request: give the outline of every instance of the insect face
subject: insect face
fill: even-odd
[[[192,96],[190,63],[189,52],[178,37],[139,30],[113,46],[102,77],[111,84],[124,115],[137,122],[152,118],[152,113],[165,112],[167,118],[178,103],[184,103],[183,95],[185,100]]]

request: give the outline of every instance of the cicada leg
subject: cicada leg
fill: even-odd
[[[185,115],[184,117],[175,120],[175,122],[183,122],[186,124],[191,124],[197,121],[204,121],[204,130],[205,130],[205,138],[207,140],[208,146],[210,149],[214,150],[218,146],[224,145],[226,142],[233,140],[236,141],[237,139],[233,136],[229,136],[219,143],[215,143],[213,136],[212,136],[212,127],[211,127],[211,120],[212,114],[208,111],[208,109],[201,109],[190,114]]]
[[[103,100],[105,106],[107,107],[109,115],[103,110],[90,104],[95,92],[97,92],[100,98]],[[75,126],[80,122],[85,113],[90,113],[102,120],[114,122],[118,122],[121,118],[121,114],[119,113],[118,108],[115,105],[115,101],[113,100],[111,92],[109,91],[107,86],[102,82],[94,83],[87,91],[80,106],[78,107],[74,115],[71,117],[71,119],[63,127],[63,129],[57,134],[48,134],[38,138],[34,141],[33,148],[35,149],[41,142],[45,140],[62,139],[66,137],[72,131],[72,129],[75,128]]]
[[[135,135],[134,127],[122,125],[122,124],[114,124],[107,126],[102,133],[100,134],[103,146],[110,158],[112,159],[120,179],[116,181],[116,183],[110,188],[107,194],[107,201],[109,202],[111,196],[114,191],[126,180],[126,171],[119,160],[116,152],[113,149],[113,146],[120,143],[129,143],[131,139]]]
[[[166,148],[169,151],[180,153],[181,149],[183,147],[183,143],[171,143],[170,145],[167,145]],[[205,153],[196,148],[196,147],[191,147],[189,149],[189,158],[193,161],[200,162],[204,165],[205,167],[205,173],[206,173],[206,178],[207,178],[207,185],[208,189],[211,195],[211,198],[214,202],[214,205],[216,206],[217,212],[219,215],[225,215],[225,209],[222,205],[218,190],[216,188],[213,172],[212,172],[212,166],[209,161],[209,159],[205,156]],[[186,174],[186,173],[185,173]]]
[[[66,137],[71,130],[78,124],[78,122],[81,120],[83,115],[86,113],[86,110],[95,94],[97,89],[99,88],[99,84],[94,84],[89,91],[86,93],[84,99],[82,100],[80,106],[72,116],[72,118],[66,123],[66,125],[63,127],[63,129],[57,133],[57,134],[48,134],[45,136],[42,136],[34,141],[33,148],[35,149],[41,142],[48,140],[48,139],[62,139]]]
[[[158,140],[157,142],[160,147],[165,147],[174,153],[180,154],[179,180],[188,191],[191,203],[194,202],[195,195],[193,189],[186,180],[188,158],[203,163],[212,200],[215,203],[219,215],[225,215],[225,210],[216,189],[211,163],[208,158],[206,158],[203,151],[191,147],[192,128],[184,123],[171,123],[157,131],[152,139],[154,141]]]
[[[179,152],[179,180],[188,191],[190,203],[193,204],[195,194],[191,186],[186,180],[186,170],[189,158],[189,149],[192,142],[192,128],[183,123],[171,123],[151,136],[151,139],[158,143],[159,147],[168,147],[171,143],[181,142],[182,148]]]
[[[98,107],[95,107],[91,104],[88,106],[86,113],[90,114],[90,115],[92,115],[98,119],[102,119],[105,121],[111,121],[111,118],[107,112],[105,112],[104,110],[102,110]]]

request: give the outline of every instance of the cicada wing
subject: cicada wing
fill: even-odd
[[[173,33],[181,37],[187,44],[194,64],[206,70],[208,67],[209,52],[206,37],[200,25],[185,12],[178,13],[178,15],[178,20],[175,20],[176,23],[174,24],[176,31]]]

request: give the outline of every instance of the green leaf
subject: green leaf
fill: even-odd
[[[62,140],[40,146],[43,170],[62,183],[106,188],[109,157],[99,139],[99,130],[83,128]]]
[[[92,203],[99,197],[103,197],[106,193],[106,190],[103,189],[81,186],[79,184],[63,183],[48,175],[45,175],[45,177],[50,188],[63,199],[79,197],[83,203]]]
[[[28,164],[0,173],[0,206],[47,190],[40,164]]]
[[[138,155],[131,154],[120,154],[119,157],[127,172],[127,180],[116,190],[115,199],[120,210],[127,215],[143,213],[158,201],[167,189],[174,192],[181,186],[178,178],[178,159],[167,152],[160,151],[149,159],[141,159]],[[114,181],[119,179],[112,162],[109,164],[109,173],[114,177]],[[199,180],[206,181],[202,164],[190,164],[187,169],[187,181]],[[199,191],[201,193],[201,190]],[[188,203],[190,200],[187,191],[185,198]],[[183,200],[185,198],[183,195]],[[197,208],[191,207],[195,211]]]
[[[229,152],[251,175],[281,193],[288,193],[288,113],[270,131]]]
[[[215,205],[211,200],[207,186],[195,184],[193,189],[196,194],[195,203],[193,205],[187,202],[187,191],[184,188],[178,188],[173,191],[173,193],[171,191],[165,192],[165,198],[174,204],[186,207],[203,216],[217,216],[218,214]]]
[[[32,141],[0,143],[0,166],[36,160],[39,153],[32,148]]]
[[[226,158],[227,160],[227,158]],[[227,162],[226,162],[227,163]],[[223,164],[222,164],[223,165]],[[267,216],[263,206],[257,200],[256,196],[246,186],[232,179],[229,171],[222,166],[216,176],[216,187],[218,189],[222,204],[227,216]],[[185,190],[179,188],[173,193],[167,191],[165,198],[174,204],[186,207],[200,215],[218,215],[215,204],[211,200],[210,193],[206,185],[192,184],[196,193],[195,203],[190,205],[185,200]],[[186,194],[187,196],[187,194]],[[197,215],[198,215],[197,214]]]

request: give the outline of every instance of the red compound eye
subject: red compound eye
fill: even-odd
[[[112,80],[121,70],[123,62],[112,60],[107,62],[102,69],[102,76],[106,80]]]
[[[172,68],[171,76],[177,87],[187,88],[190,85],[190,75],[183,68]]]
◇ ◇ ◇
- _TASK REQUIREMENTS_:
The required output is the lines from the one holding "subject: red compound eye" through the last line of the entries above, copied exactly.

- _FINISHED EXERCISE_:
subject: red compound eye
fill: even-odd
[[[112,80],[121,70],[123,62],[112,60],[107,62],[102,69],[102,76],[106,80]]]
[[[172,68],[171,76],[177,87],[187,88],[190,85],[190,75],[183,68]]]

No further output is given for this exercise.